- Written instruction A:
Please answer these questions about the email thread below:
(i) For which man-pages release was the change applied?
(ii) What does Michael say causes IP_PMTUDISC_WANT to get hyphenated?
(iii) What word did Michael replace "flags" with in the table header?
————
On Thu, Sep 22, 2011 at 2:44 PM, Benjamin Poirier
<benjamin.poirier@xxxxxxxxx> wrote:
> On 11-09-22 06:15, Michael Kerrisk wrote:
>> Ben, Neil,
>>
> [snip]
>>
>> Ben, thanks for writing this, and Neil, thanks for reviewing it. I've
>> applied that change for man-pages-3.34.
>>
>> Ben, I added one small piece ti the description of
>> /proc/sys/net/ipv4/ip_no_pmtu_disc. For completeness, I've reproduced
>> the entire text below. Perhaps you could take a quick scan, to make
>> sure that the changed text is consistent with the whole piece.
>>
>> Thanks,
>>
>> Michael
>>
>>        IP_MTU_DISCOVER (since Linux 2.2)
>>               Set or receive the Path  MTU  Discovery  setting  for  a
>>               socket.   When enabled, Linux will perform Path MTU Dis-
>>               covery as defined in RFC 1191  on  SOCK_STREAM  sockets.
>
> Oops, seems like there's a repetition that crept in here. I'd keep only
> the first of those two sentences:

>>               For  non-SOCK_STREAM  sockets, IP_PMTUDISC_DO forces the
>>               don't-fragment flag to be set on all  outgoing  packets.
>>               The  don't-fragment  flag  is  set on all outgoing data-
>>               grams.

Thanks for catching that! The second of the above sentences is now gone.

>>                It is the user's responsibility to packetize the
>>               data  in  MTU-sized  chunks and to do the retransmits if
>>               necessary.  The kernel will reject (with EMSGSIZE) data-
>>               grams   that   are  bigger  than  the  known  path  MTU.
>>               IP_PMTUDISC_WANT will  fragment  a  datagram  if  needed
>>               according  to  the path MTU, or will set the don't-frag-
>>               ment flag otherwise.
>>
>>               The system-wide default can be toggled between IP_PMTUD-
>>               ISC_WANT  and IP_PMTUDISC_DONT by writing (respectively,
>>               zero      and      nonzero      values)      to      the
>>               /proc/sys/net/ipv4/ip_no_pmtu_disc file.
>
> I think it's a welcome clarification. Is is normal that IP_PMTUDISC_WANT
> gets hyphenated?

That's just an artifact of groff formatting. One can prevent it, but
then the text justification of some lines starts to look very weird.

>>               Path MTU discovery flags   Meaning
>
> I agree with what Neil said about "flags" here. setsockopt(2) calls
> these "option values".

Changed this to just "value".

> Other than that, LGTM
> Acked-by: Benjamin Poirier <benjamin.poirier@xxxxxxxxx>
>
> Thanks Michael,
> -Ben

You're welcome. Thanks for taking the time to write the text and check my work.

Cheers,

Michael


>>               IP_PMTUDISC_WANT           Use per-route settings.
>>               IP_PMTUDISC_DONT           Never do Path MTU Discovery.
>>               IP_PMTUDISC_DO             Always do Path MTU Discovery.
>>               IP_PMTUDISC_PROBE          Set DF but ignore Path MTU.
————
- Written instruction B: Select each line of the listing that contains the word "rock".

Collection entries
————
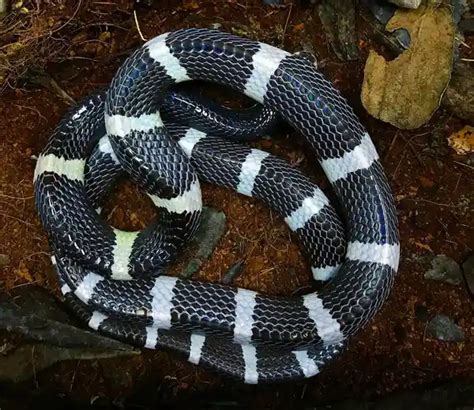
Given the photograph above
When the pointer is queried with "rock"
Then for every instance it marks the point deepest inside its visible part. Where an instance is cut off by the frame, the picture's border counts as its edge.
(47, 337)
(205, 239)
(445, 269)
(338, 18)
(408, 4)
(383, 12)
(4, 260)
(458, 96)
(443, 328)
(468, 273)
(421, 312)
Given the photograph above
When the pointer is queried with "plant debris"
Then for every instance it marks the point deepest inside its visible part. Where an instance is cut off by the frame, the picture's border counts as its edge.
(462, 141)
(405, 92)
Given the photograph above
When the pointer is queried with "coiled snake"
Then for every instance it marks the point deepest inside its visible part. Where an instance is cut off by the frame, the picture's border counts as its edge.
(114, 279)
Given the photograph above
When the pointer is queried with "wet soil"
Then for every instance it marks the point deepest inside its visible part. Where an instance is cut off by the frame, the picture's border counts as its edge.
(433, 189)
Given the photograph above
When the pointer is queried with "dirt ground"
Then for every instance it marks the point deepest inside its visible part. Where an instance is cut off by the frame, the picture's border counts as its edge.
(432, 186)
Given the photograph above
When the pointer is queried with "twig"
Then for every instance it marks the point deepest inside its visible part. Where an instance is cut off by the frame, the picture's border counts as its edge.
(138, 26)
(392, 144)
(286, 23)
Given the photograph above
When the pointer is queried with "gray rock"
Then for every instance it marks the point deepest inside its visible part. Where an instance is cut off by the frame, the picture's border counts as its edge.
(338, 18)
(444, 269)
(4, 260)
(468, 273)
(458, 96)
(408, 4)
(443, 328)
(47, 337)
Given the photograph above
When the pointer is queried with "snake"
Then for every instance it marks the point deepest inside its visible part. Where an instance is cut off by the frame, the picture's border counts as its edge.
(116, 281)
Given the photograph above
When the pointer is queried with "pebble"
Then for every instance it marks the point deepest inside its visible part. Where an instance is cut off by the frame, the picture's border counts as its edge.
(445, 269)
(409, 4)
(468, 272)
(443, 328)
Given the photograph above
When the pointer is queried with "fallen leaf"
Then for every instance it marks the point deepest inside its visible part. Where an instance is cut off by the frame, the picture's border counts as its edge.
(407, 90)
(462, 141)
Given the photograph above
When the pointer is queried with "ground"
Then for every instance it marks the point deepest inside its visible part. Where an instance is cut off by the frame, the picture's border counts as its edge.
(433, 189)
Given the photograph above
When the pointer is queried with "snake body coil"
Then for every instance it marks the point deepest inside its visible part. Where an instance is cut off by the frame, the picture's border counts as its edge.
(113, 278)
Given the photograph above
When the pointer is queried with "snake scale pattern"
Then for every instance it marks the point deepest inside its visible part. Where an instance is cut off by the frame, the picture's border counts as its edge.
(115, 280)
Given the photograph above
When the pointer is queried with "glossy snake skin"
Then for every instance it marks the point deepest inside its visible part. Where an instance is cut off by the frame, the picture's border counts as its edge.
(116, 281)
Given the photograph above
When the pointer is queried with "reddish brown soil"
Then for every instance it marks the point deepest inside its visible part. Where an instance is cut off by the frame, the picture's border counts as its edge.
(433, 192)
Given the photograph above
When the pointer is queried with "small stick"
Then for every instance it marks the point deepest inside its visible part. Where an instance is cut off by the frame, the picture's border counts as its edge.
(138, 26)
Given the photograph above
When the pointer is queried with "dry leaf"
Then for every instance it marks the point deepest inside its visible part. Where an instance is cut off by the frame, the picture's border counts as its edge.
(23, 272)
(298, 27)
(462, 141)
(406, 91)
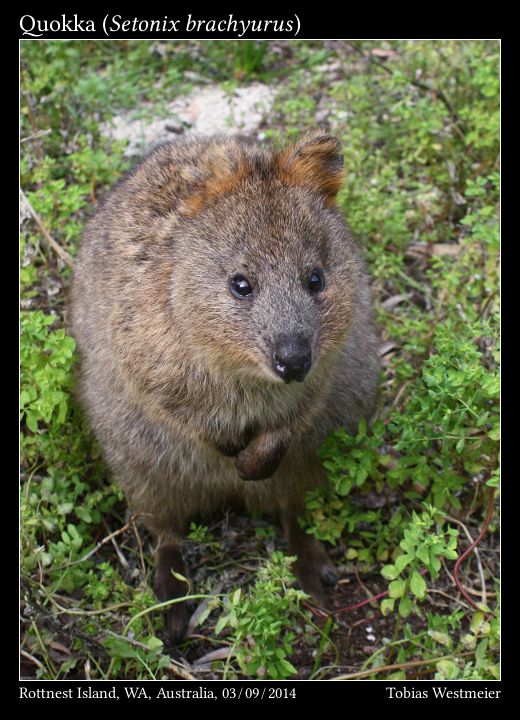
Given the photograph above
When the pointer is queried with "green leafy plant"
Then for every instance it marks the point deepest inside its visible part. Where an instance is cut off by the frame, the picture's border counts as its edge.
(423, 549)
(262, 622)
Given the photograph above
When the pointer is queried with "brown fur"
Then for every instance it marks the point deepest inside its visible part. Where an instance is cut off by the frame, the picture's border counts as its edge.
(177, 374)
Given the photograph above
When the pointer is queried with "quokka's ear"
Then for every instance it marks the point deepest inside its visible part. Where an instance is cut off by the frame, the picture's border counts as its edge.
(316, 162)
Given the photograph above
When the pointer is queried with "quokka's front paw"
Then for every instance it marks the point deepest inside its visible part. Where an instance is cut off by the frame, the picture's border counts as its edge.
(260, 459)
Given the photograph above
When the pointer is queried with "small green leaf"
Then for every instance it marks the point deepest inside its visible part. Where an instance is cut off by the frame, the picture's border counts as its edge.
(387, 606)
(418, 585)
(405, 606)
(396, 588)
(402, 561)
(389, 572)
(439, 637)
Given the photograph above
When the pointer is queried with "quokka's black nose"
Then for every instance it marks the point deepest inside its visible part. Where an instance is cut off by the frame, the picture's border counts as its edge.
(292, 358)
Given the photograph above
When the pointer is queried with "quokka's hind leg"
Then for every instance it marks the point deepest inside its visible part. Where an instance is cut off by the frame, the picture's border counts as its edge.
(167, 587)
(313, 568)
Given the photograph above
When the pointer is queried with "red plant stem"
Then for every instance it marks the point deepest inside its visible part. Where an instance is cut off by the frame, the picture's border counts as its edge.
(470, 549)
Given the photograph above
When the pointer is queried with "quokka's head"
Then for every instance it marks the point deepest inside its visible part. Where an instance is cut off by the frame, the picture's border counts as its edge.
(266, 272)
————
- Expected answer A:
(i) man-pages-3.34
(ii) groff formatting
(iii) "value"

- Expected answer B:
When the pointer is queried with "rock"
When the pointer is queried with "gray rock"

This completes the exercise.